(Stored data entries)
-- START --

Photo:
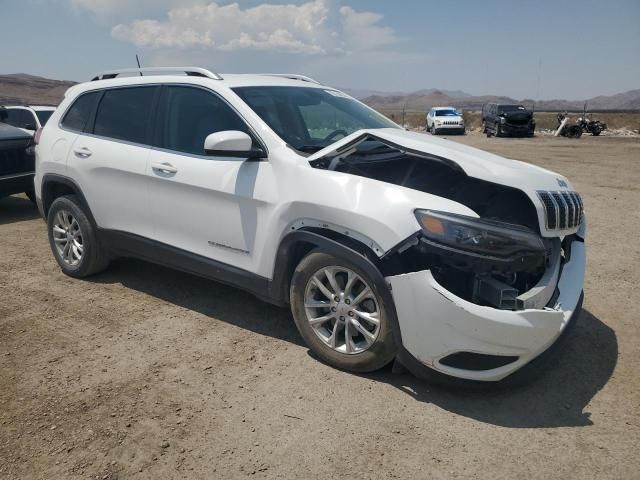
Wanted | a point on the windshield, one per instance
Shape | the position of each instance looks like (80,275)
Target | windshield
(43,116)
(447,113)
(310,119)
(511,108)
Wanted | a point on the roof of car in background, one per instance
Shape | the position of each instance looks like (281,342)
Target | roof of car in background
(8,132)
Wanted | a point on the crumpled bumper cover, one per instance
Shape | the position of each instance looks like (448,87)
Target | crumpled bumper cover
(435,323)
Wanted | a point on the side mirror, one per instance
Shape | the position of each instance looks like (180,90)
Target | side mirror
(231,143)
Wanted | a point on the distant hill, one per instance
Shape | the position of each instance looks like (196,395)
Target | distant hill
(361,94)
(29,89)
(426,99)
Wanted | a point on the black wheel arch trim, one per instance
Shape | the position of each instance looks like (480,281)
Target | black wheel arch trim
(50,178)
(279,286)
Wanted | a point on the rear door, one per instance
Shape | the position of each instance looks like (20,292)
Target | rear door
(109,160)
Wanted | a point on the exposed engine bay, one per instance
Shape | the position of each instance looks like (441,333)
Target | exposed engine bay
(482,279)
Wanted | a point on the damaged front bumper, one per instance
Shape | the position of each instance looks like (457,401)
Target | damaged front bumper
(456,337)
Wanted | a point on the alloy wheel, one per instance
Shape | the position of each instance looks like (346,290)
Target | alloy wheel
(342,309)
(68,239)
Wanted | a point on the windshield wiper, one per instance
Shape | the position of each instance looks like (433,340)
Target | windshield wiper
(310,148)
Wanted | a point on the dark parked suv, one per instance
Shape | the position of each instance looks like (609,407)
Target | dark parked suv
(17,161)
(507,120)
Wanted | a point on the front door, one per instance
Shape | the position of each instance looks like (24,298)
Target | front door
(205,205)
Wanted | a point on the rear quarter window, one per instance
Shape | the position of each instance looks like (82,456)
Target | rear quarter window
(80,112)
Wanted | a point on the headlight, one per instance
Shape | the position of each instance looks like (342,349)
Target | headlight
(478,236)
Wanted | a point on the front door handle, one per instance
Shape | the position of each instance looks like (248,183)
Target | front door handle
(83,152)
(165,168)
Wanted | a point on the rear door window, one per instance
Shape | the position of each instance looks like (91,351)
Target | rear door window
(125,113)
(43,116)
(77,117)
(19,117)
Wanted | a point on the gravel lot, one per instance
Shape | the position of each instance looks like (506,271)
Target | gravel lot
(143,372)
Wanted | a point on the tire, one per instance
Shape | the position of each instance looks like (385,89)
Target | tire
(81,255)
(31,195)
(367,354)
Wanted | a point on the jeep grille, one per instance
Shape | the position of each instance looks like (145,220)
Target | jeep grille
(562,210)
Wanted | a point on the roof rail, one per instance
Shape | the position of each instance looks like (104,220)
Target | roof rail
(292,76)
(189,71)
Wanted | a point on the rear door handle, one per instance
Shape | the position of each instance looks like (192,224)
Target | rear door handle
(83,152)
(164,167)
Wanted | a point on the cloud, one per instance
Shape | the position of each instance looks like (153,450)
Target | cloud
(298,29)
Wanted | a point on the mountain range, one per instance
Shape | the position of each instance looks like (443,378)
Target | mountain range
(29,89)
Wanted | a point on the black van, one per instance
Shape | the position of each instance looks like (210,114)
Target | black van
(507,120)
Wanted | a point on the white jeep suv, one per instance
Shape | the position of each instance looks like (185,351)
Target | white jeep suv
(444,120)
(386,244)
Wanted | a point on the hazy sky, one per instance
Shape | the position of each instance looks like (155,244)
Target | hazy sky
(532,49)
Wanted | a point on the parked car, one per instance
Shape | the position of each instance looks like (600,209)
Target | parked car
(17,160)
(384,243)
(444,120)
(28,117)
(507,120)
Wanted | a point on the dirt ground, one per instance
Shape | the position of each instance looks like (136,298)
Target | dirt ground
(143,372)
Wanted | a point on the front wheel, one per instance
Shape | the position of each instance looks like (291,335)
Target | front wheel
(339,312)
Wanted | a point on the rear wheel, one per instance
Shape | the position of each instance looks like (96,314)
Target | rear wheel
(73,239)
(339,313)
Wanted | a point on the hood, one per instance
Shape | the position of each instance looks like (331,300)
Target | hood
(535,182)
(474,162)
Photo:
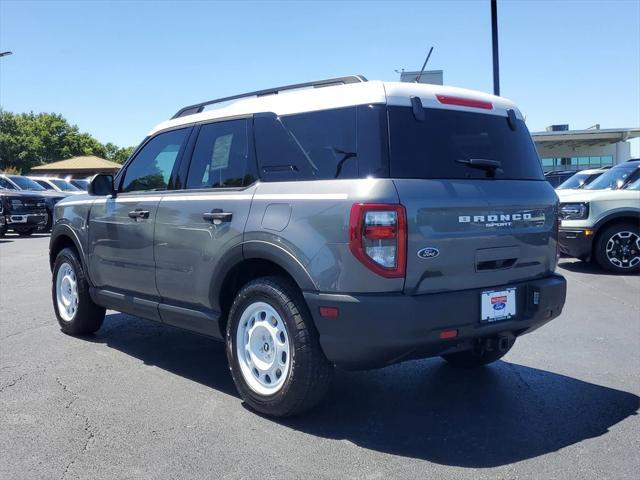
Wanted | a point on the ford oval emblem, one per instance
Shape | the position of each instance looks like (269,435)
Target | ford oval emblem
(428,252)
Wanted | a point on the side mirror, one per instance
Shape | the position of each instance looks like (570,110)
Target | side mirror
(101,185)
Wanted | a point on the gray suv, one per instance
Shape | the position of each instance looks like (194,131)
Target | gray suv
(336,223)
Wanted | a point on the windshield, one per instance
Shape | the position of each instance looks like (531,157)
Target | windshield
(63,185)
(576,181)
(6,184)
(635,185)
(612,179)
(82,184)
(460,145)
(26,183)
(44,185)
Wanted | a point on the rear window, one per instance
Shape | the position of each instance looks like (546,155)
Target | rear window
(439,146)
(613,179)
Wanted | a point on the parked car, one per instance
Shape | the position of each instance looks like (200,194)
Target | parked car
(24,213)
(80,183)
(603,225)
(56,185)
(581,179)
(555,178)
(19,183)
(355,225)
(617,177)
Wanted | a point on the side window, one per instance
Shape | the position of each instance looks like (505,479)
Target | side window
(6,184)
(221,157)
(152,166)
(314,145)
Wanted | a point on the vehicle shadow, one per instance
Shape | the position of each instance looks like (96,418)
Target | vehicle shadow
(590,267)
(481,418)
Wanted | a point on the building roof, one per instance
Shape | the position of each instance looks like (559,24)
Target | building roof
(338,96)
(89,163)
(584,138)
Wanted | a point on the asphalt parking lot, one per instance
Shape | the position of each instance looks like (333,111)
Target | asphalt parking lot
(140,400)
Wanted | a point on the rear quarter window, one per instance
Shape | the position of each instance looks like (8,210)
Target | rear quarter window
(329,144)
(434,147)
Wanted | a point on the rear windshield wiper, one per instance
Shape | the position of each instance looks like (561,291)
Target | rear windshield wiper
(491,166)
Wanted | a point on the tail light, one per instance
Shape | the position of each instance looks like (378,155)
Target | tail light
(378,237)
(557,232)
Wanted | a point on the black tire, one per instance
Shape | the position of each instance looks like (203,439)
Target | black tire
(88,316)
(623,241)
(475,357)
(309,374)
(25,231)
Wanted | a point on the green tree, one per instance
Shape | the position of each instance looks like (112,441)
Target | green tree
(29,139)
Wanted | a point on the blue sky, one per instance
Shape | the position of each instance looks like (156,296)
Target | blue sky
(117,68)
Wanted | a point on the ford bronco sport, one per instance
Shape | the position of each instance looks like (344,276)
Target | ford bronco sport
(336,223)
(602,222)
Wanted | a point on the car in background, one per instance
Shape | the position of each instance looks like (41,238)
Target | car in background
(603,224)
(19,183)
(581,179)
(22,212)
(56,185)
(555,178)
(617,177)
(80,183)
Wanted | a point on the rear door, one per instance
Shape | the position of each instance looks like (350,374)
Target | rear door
(200,226)
(478,209)
(121,228)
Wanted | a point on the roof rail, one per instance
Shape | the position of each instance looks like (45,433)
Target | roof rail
(199,107)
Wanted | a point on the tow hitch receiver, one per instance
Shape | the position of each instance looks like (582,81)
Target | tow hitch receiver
(501,343)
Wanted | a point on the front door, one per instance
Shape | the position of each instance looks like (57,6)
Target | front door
(121,228)
(199,227)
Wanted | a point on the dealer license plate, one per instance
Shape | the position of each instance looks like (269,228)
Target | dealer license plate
(496,305)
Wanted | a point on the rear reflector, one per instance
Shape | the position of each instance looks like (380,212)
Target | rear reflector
(445,334)
(329,312)
(464,102)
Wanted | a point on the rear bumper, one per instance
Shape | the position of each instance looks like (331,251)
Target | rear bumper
(574,243)
(377,330)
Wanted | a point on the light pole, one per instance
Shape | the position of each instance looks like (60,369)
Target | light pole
(494,45)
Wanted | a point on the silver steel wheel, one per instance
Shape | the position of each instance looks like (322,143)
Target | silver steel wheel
(623,249)
(67,292)
(262,348)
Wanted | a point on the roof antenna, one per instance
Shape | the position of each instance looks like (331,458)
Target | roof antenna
(424,65)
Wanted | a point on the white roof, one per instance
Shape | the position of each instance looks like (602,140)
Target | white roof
(337,96)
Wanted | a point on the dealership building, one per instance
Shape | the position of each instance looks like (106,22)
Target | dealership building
(563,149)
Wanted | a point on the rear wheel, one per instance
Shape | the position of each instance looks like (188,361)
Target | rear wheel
(476,357)
(25,231)
(273,350)
(618,248)
(76,312)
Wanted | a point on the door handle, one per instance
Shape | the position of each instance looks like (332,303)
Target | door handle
(139,213)
(217,216)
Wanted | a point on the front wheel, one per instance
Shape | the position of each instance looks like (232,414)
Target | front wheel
(74,308)
(273,349)
(618,248)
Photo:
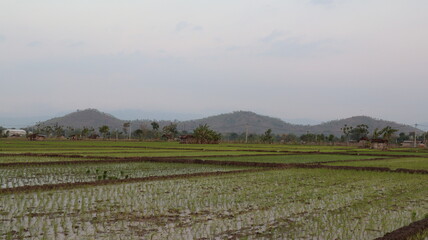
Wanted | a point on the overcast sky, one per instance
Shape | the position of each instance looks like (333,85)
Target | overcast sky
(316,59)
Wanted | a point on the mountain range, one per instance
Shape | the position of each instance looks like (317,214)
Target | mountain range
(238,121)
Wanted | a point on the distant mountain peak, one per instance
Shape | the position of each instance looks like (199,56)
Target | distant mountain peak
(236,121)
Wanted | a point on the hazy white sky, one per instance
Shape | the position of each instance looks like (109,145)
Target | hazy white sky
(319,59)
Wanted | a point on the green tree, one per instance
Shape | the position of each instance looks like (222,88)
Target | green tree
(126,126)
(104,130)
(139,133)
(203,134)
(170,131)
(359,132)
(346,131)
(267,136)
(387,132)
(155,126)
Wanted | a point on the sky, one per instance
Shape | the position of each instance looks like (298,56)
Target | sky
(291,59)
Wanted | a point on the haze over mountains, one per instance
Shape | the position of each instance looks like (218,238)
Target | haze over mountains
(238,121)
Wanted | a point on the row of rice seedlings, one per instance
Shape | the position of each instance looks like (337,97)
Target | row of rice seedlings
(291,204)
(11,177)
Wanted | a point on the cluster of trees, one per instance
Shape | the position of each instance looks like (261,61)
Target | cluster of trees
(361,132)
(203,134)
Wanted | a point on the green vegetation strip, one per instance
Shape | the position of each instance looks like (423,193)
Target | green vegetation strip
(408,163)
(24,175)
(291,158)
(276,204)
(109,181)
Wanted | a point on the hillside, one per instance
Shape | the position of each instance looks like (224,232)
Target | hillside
(237,121)
(86,118)
(333,127)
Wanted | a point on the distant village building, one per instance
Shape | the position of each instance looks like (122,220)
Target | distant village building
(411,143)
(187,139)
(36,137)
(380,144)
(14,132)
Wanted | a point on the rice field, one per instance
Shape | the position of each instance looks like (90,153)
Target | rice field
(157,190)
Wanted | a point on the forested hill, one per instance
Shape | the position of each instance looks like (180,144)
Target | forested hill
(240,121)
(333,127)
(86,118)
(237,122)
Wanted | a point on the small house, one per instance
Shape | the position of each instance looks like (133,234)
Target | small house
(14,132)
(380,144)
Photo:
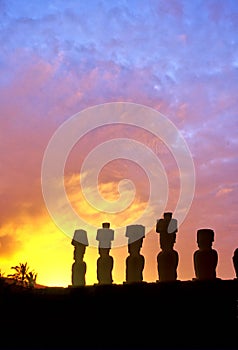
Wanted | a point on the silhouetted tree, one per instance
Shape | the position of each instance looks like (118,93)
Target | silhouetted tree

-- END --

*Task details*.
Starting at the line that contains "Wanted | a point on the small" and ending at the end of the records, change "silhouetted tree" to "lone tree" and leave everything else in those lines as it is. Leave the pictures out of your answer.

*Solved problem*.
Wanted | a point on the small house, one per instance
Shape | the position of each instance looks like (133,234)
Target | small house
(14,132)
(380,144)
Photo:
Wanted | a point on the lone tree, one per instance
Shape | the position of each instance looks like (118,93)
Target | lone tree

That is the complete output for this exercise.